[Tasks and exercises]:
1. Write out the portion of the passage on the United States and human rights between "American leadership has" and "recognized human rights.", inclusive.
2. Answer these questions about the passage on the United States and human rights:
(a) In what year did the United States grant independence to the Philippines?
(b) In what year did the United States ratify the International Covenant on Civil and Political Rights?
(c) What is the name of the supervisory committee of independent experts established by that covenant?
3. Provide a continuation of the passage on the United States and human rights, beginning right after its last sentence.

[Selected text]:

☆ ☆ ☆

After World War I, American President Woodrow Wilson championed
national self-determination and protection of minorities by the
international community. After World War II, the United States
devoted considerable effort and money to sustaining and
rebuilding democracy in Europe and to establishing it in Japan.
The United States was a leader in decolonization, granting
independence to the Philippines in 1946.
Even during the Cold
War, when the United States supported repressive dictatorships in
the name of anti-communism, there was a core of truth to the
American claim to be the one superpower committed to the
realization of human rights. And with the end of the Cold War,
the United States has emerged as a leader in multilateral human
rights and humanitarian initiatives in Somalia, Haiti, Bosnia,
and other countries.
This leadership role has its problematic elements.
Traditionally,
the United States has been reticent to open itself to the sort of
human rights scrutiny it applies to others. It was only in 1992
that the United States ratified the United Nations' International
Covenant on Civil and Political Rights, more than 25 years after
the measure received General Assembly approval. In addition,
across the
mainstream of the American political spectrum, there has been an
unusual reluctance to accept the equal status of civil and
political and economic, social, and cultural rights, a central
normative principle of the UN's Universal Declaration of Human
Rights and the Covenants. The United States is not a party to
the
International Covenant on Economic, Social and Cultural Rights,
and most Americans do not regard social problems involving
education,
health care, and employment as human rights issues.
American leadership has also been challenged. At home, the
isolationist tradition is deeply rooted. Today, many Americans
are reluctant to spend money or risk American lives to support
human rights abroad. Abroad, American self-righteousness and a
preference for unilateral action have often provoked resentment
even among those who have shared the values underlying American
policies.
Nonetheless, the United States today, as two centuries ago, is
a
world leader in the ongoing struggle for human rights. And the
struggle continues, globally, to realize the revolutionary idea
that all people, simply because they are human, are entitled to
the basic protections, goods, services, and opportunities of
internationally recognized human rights.
International Monitoring and
Implementation
Mechanisms
The transformation of the international relations of human
rights
has been particularly striking at the normative level. For
example, by mid-1998 the International Human Rights Covenants
have been ratified by 137 and 140 states, more than three-fourths
of the countries of the world. Although international bodies
still play a secondary role
in implementing these norms, states are increasingly accountable
to the international community for their human rights practices.
...there are occasional crimes committed on so vast a
scale
and
of such peculiar horror as to make us doubt whether it is not our
manifest duty to endeavor at least to show our disapproval of the
deed and our sympathy with those who have suffered by it. The
cases must be extreme in which such a course is justifiable.
Theodore Roosevelt, 26th president of the United States
(1858-1919), from On Human Rights in Foreign Policy,
1904
The UN's International Covenant on Civil and Political Rights
established a supervisory committee of independent experts -- the
Human Rights Committee -- the principal function of which is to
review the periodic reports submitted by states. Similar
committees have been created by international human rights
treaties on racial discrimination, women's rights, torture, and
the rights of the child.

☆ ☆ ☆

Records from a data source:
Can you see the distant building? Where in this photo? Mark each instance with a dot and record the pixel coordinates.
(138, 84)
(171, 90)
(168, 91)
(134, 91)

☆ ☆ ☆

[Outputs for the tasks]:
1.
American leadership has also been challenged. At home, the
isolationist tradition is deeply rooted. Today, many Americans
are reluctant to spend money or risk American lives to support
human rights abroad. Abroad, American self-righteousness and a
preference for unilateral action have often provoked resentment
even among those who have shared the values underlying American
policies.
Nonetheless, the United States today, as two centuries ago, is
a
world leader in the ongoing struggle for human rights. And the
struggle continues, globally, to realize the revolutionary idea
that all people, simply because they are human, are entitled to
the basic protections, goods, services, and opportunities of
internationally recognized human rights.

2.
(a) 1946
(b) 1992
(c) The Human Rights Committee

3.
Although questions from the committee during review of the
reports are often well informed and probing, the representative
of the reporting state need not answer any question, let alone
provide a satisfactory answer. Many reports contain little more
than extracts from laws and the constitution, or obviously
evasive claims of compliance. And whatever the quality of the
report, once it has been reviewed, the monitoring process
typically ends until the next report is due.
Reporting schemes obviously cannot force recalcitrant states
to
alter their practices. They can, however, provide additional
incentives for states seeking to improve or safeguard their human
rights record. Preparing a report requires a national review of
law and practice, which may uncover areas where improvement may
be needed or possible. It also provides a concrete periodic
reminder to officials of their international legal obligations.
Human rights reports, because they originate from the
reporting
government, may provide the least adversarial of all
international monitoring mechanisms. Reporting systems also have
the virtue of allowing human rights issues to be addressed before
problems become severe. But government control of the mechanism
makes this type of monitoring most subject to evasion and abuse.
The Human Rights Committee may also consider "communications"
(complaints) from individuals in the states party to the (First)
Optional Protocol to the Covenant. Although the findings of the
Human Rights Committee are not enforceable, several states have
acted on them. For example, Canada revised legislation
concerning
the rights of Indians living off their tribal lands, Mauritius
altered legislation concerning women's rights, and the
Netherlands changed discriminatory social security legislation.
The expert committees on racial discrimination and torture have
similar powers.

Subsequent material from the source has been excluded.